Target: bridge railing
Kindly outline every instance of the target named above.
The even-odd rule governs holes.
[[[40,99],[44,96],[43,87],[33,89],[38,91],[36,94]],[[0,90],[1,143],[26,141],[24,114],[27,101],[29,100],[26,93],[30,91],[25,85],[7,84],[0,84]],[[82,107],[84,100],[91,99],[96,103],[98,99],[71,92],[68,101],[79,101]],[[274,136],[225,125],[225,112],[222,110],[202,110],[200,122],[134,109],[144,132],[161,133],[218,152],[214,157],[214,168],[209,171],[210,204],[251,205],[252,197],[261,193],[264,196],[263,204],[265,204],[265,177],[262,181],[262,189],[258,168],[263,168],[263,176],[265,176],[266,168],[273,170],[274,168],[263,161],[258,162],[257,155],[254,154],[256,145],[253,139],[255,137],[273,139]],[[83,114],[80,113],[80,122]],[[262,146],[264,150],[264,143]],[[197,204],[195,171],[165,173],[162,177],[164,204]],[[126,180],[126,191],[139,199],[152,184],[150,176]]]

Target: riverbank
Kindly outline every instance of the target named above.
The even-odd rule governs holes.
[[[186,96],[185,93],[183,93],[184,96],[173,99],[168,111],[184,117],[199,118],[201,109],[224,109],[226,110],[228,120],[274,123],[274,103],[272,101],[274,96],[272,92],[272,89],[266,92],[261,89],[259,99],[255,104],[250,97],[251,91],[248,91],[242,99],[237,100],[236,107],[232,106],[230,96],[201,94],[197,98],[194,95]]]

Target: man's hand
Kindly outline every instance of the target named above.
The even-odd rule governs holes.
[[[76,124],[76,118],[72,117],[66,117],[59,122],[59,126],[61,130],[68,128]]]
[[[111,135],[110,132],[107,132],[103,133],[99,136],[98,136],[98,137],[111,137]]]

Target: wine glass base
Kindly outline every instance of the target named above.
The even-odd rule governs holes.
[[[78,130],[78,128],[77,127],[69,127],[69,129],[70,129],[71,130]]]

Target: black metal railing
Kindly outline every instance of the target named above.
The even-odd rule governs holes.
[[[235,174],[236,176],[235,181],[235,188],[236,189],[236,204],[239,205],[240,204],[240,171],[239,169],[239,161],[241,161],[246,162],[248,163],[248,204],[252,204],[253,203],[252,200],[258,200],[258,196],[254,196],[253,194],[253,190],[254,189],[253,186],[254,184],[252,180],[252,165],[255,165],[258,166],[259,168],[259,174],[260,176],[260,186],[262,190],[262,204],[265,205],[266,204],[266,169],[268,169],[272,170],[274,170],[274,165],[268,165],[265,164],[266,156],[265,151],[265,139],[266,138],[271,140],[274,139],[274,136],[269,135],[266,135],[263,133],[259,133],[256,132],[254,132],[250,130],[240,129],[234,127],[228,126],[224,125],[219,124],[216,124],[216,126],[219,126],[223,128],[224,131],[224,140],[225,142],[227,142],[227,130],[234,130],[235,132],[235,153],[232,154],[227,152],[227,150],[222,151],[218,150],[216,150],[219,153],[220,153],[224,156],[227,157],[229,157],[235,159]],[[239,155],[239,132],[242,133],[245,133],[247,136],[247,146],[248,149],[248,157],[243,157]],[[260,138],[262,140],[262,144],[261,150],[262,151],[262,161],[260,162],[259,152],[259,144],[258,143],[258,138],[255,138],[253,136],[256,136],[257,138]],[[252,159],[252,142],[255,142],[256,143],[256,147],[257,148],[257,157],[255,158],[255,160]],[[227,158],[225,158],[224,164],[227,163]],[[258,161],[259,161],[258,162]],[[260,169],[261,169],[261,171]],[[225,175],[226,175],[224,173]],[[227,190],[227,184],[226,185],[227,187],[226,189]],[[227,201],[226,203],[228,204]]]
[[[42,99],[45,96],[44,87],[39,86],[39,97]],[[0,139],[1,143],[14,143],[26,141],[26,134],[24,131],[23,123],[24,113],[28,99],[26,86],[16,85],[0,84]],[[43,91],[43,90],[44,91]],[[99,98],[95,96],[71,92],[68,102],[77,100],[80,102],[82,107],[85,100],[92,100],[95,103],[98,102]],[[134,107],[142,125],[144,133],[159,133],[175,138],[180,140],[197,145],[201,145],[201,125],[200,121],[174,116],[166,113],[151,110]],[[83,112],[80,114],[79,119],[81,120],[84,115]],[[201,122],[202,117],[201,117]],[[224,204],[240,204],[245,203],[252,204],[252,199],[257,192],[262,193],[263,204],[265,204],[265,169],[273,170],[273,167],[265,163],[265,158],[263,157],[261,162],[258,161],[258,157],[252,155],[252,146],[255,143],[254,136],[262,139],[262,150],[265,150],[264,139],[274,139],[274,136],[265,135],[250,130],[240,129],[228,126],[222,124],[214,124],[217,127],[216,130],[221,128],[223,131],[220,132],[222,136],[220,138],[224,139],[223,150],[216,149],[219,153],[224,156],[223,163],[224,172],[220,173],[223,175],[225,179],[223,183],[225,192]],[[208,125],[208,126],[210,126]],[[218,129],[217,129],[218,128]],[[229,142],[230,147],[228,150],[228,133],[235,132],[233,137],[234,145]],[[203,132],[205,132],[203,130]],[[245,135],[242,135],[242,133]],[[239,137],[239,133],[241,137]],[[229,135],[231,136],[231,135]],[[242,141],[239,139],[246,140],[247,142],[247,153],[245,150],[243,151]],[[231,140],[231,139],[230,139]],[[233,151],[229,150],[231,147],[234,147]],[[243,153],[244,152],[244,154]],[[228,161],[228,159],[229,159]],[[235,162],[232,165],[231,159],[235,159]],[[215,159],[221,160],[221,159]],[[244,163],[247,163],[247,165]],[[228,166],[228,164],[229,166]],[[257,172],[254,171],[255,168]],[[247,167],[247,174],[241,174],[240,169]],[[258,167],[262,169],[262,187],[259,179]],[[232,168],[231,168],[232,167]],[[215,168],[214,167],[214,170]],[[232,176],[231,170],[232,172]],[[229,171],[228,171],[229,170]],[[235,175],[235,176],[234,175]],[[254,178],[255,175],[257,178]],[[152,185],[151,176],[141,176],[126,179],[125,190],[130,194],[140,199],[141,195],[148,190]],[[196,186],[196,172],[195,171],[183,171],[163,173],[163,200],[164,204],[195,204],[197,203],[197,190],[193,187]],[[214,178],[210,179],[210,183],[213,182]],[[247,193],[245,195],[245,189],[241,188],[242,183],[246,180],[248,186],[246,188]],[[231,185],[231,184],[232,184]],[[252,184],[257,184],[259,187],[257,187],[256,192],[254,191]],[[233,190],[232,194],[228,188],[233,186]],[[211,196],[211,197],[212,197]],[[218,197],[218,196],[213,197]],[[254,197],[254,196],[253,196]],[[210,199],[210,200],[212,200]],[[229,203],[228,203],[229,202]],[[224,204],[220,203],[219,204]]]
• • •
- **STATED EXERCISE**
Extract every line of the material above that contains the word "railing".

- **WRITTEN SOLUTION**
Target: bridge railing
Target: black metal railing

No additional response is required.